--- BEGIN Supplied entries ---

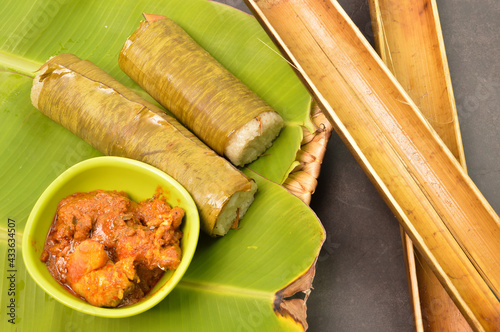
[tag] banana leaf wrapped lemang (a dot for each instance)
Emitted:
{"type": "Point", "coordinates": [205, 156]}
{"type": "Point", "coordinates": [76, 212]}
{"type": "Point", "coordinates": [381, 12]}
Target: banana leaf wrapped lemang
{"type": "Point", "coordinates": [84, 99]}
{"type": "Point", "coordinates": [202, 94]}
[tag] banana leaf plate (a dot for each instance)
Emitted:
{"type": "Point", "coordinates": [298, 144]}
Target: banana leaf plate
{"type": "Point", "coordinates": [245, 281]}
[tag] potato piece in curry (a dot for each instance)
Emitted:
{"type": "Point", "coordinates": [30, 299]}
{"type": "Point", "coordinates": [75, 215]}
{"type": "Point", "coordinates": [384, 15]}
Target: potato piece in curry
{"type": "Point", "coordinates": [110, 250]}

--- END Supplied entries ---

Render all of the data above as a JSON list of strings with one string per line. Skip blank lines and leave out the pictures.

--- Exercise answer ---
[
  "[tag] banana leaf wrapped lemang (a dot for each instance)",
  "Emitted:",
  "{\"type\": \"Point\", \"coordinates\": [205, 156]}",
  "{\"type\": \"Point\", \"coordinates\": [76, 212]}",
  "{\"type\": \"Point\", \"coordinates\": [381, 12]}",
  "Target: banana leaf wrapped lemang",
  "{\"type\": \"Point\", \"coordinates\": [84, 99]}",
  "{\"type\": \"Point\", \"coordinates\": [202, 94]}",
  "[tag] banana leaf plate (a dot for each instance)",
  "Emitted:",
  "{\"type\": \"Point\", \"coordinates\": [298, 144]}",
  "Target: banana leaf plate",
  "{\"type\": \"Point\", \"coordinates\": [245, 281]}",
  "[tag] potato piece in curry (a dot for each instance)",
  "Emitted:",
  "{\"type\": \"Point\", \"coordinates\": [30, 299]}",
  "{\"type\": \"Point\", \"coordinates\": [75, 215]}",
  "{\"type\": \"Point\", \"coordinates\": [384, 15]}",
  "Target: potato piece in curry",
  "{\"type\": \"Point\", \"coordinates\": [110, 250]}"
]